# Assitance Please - Breeding brine shrimp



## burley81 (Jul 6, 2011)

As I now have 3 pregnant fish in my tank, I was looking at what food would be best to provide to the fry (the fish are two Guppy's and one Platy). After reading about live food being one of the best options I have purchase a brine shrimp breeder (believe it was from NTLabs).

The instructions are very short and light touch (luckily it's easy to setup), however my question is: How long do you need to keep light on the breeder for the shrimp to appear? I have added the breeder tube to my main tank, but my main tank light stays on for approx 13hrs a day, is this enough to breed brine shrimp or do they require constant light?

Thanks. :fish:


----------



## Fishy Freak (Jun 1, 2011)

I have bred then without light in a sea monkey tank (thats what sea monkeys are) so I wouldn't worry about the light.
Brine shrimp does not have alot of nutrinal value though, but still good food. The fry will also eat whatever food you have just crush it up. A varied diet is best.
Not sure if even tiny brine shrimp will be small enough for the fry at first though.


----------



## TheOldSalt (Jan 28, 2005)

Guppy and platy fry are big enough to eat finely ground flake food and grow just fine on it.

• [Objectives]
1. In the brine shrimp forum thread, how long does the first poster's main tank light stay on each day?
2. Write the next part of the brine shrimp forum thread, picking up after its last reply.

• [Data entries]
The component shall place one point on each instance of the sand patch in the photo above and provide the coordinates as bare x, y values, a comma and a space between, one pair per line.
...
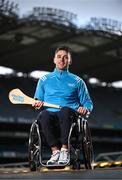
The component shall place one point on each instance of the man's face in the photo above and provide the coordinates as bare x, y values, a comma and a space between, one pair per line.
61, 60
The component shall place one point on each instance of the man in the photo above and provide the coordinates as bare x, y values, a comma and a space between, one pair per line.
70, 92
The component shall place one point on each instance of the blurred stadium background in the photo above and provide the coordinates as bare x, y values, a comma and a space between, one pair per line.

• [Results of the exercise]
1. About 13 hours a day.

2.
Now, by breeding brineshrimps you mean BREEDING them? As in getting the adults to make babies? The photoperiod should be normal, like 10-11 hrs a day.


----------



## Betta man (Mar 25, 2011)

I kept brine shrimp and kept em near a window and they had babies!


----------



## Fishy Freak (Jun 1, 2011)

And for feeding them use spirulina powder, I used to crush spirulina tablets/wafers or flakes with a mortar and pestle into dust for their food.


----------



## Fishy Freak (Jun 1, 2011)

They were on the kitchen bench so got some window light, so your light on tank on its normal setting will be fine.


----------



## burley81 (Jul 6, 2011)

Ok thanks peeps, good to know the crushed up flakes etc will also work. Will give the BBS a go as well.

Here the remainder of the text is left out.